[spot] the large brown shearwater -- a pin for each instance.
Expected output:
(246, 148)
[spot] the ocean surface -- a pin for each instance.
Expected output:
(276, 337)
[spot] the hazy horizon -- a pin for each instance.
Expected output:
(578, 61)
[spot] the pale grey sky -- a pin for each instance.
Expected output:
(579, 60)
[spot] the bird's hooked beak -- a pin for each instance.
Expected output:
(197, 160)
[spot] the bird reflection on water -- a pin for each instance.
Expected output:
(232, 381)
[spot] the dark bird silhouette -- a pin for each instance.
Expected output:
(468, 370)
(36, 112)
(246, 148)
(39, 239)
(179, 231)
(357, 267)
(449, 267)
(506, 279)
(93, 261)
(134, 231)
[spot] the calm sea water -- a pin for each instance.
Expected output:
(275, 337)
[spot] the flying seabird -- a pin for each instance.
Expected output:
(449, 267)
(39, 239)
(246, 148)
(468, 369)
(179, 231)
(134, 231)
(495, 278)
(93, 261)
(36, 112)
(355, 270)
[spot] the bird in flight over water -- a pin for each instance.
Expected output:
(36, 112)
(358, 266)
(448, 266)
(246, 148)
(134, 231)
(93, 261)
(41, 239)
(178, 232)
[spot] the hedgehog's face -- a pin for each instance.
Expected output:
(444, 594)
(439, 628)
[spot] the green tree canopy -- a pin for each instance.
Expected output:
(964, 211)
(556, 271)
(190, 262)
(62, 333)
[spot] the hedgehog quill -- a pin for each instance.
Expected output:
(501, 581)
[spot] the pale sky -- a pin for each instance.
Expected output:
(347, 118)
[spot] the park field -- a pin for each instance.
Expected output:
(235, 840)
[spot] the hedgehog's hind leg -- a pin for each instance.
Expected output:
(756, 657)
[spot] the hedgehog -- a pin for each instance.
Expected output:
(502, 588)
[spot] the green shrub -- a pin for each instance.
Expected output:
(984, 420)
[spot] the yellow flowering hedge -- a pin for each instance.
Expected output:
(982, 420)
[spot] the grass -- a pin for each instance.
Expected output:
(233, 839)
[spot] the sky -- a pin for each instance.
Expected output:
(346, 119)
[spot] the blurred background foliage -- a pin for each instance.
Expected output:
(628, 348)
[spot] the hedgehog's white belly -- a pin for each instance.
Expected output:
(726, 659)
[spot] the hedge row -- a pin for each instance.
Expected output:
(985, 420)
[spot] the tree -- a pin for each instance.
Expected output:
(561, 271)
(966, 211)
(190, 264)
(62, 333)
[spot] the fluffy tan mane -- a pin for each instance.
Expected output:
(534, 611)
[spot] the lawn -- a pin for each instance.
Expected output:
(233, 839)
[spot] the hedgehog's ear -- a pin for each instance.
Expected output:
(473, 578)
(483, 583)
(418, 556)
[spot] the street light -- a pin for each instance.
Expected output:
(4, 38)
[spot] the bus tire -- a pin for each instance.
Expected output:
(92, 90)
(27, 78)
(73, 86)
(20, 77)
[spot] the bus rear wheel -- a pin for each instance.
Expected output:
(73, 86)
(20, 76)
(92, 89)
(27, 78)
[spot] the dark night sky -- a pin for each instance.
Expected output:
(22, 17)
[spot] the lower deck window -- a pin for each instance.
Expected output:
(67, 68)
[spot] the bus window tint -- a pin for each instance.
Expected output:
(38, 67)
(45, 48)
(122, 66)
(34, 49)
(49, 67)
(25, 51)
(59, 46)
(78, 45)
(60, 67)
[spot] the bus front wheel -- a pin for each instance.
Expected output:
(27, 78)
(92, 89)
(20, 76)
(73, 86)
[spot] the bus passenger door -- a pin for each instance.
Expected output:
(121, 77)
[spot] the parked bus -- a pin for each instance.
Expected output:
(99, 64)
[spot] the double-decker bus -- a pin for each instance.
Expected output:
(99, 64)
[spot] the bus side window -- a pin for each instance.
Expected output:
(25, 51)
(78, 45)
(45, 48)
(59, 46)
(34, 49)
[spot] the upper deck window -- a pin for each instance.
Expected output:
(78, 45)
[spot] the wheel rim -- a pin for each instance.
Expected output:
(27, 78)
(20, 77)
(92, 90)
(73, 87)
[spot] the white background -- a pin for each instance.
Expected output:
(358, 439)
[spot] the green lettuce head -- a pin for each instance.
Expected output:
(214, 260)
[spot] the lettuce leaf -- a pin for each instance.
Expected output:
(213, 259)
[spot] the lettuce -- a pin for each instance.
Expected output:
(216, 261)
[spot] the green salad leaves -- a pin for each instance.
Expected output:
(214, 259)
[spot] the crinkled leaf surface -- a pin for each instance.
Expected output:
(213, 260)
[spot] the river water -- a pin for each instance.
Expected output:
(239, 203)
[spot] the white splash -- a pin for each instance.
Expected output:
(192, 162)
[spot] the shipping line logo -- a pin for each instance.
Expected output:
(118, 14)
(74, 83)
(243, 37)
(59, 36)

**TASK TO COMPLETE**
Output each record exactly, leaving nothing out.

**WORKED SOLUTION**
[spot] the large brown shearwater -- a pin for each instance.
Expected output:
(246, 148)
[spot] the ocean surface -- a pin for each instance.
Expected output:
(276, 337)
[spot] the hazy horizon -- a pin for each instance.
Expected output:
(578, 61)
[spot] the pale grey sky -- a pin for each instance.
Expected output:
(579, 60)
[spot] the bird's hooked beak -- a pin for each instance.
Expected output:
(197, 160)
[spot] the bird reflection on water -- a pin for each instance.
Expected output:
(232, 381)
[spot] the dark bird silhouette -- a pin for each instance.
Expected output:
(468, 370)
(36, 112)
(246, 148)
(39, 239)
(179, 231)
(357, 267)
(449, 267)
(506, 279)
(93, 261)
(134, 231)
[spot] the calm sea water -- a pin for each instance.
Expected output:
(275, 337)
[spot] the flying seabird -- a pin for each instance.
Expected output:
(449, 267)
(39, 239)
(246, 148)
(468, 369)
(179, 231)
(134, 231)
(495, 278)
(93, 261)
(36, 112)
(355, 270)
[spot] the bird in flight over water -- a pin for each instance.
Expected output:
(36, 112)
(358, 266)
(448, 266)
(246, 148)
(134, 231)
(93, 261)
(41, 239)
(178, 232)
[spot] the hedgehog's face -- a pin for each instance.
Expected output:
(444, 594)
(439, 628)
[spot] the green tree canopy -- a pin for each instance.
Expected output:
(964, 211)
(556, 271)
(190, 262)
(62, 333)
[spot] the hedgehog quill -- a pin for each instance.
Expected output:
(501, 581)
[spot] the pale sky -- a pin for each instance.
Expected output:
(347, 118)
[spot] the park field -- a pin for each instance.
Expected output:
(235, 840)
[spot] the hedgehog's hind leg -- a pin for each instance.
Expected output:
(756, 657)
[spot] the hedgehog -- a pin for each instance.
Expected output:
(502, 588)
[spot] the green shrub -- a pin for each instance.
Expected output:
(984, 420)
[spot] the yellow flowering hedge -- a pin for each instance.
Expected output:
(982, 420)
[spot] the grass -- a pin for each instance.
Expected output:
(233, 839)
[spot] the sky -- a pin for each instance.
Expected output:
(346, 119)
[spot] the blurred background foliage -- a pin for each instance.
Expected output:
(628, 348)
[spot] the hedgehog's white belly -- a pin for each instance.
Expected output:
(726, 659)
[spot] the hedge row -- a pin for each instance.
Expected output:
(985, 420)
[spot] the tree -- a pin for each instance.
Expected output:
(561, 271)
(966, 211)
(190, 264)
(62, 333)
[spot] the fluffy tan mane -- a pin for each instance.
Expected output:
(534, 611)
[spot] the lawn -- a pin for each instance.
Expected output:
(233, 839)
[spot] the hedgehog's ear -- a pin for each instance.
Expected output:
(473, 578)
(483, 583)
(418, 556)
[spot] the street light -- a pin for each instance.
Expected output:
(4, 38)
[spot] the bus tire -- a pin for each instance.
Expected output:
(92, 90)
(27, 78)
(73, 86)
(20, 77)
[spot] the bus rear wheel -- a pin for each instance.
Expected output:
(73, 86)
(20, 76)
(92, 89)
(27, 78)
[spot] the dark night sky -- a pin for each instance.
Expected output:
(22, 17)
[spot] the lower deck window -- a pin for each instance.
Expected output:
(67, 68)
[spot] the bus window tint -- a pin for each instance.
Expected output:
(38, 67)
(45, 48)
(122, 66)
(34, 49)
(49, 67)
(25, 51)
(59, 46)
(78, 45)
(60, 67)
[spot] the bus front wheel -- a pin for each instance.
Expected output:
(27, 78)
(92, 89)
(20, 76)
(73, 86)
[spot] the bus passenger door -- a pin for each instance.
Expected output:
(121, 77)
[spot] the parked bus -- a pin for each instance.
Expected output:
(99, 64)
[spot] the double-decker bus -- a pin for each instance.
Expected output:
(99, 64)
[spot] the bus side window -- a pin for each instance.
Expected output:
(25, 51)
(78, 45)
(45, 48)
(59, 46)
(34, 49)
[spot] the upper deck window -- a pin for each instance.
Expected output:
(78, 45)
[spot] the wheel rim -- a pin for each instance.
Expected output:
(27, 78)
(20, 77)
(92, 90)
(73, 87)
[spot] the white background -- a pin for each instance.
Expected output:
(358, 439)
[spot] the green lettuce head -- a pin for each instance.
Expected output:
(214, 260)
[spot] the lettuce leaf -- a pin for each instance.
Expected output:
(213, 259)
[spot] the lettuce -- a pin for each instance.
Expected output:
(216, 261)
[spot] the green salad leaves -- a pin for each instance.
Expected output:
(214, 259)
[spot] the crinkled leaf surface -- a pin for each instance.
Expected output:
(213, 260)
[spot] the river water -- a pin for each instance.
Expected output:
(239, 203)
[spot] the white splash -- a pin for each instance.
Expected output:
(192, 162)
[spot] the shipping line logo -- a pin for each instance.
Expected output:
(118, 14)
(74, 83)
(243, 37)
(59, 36)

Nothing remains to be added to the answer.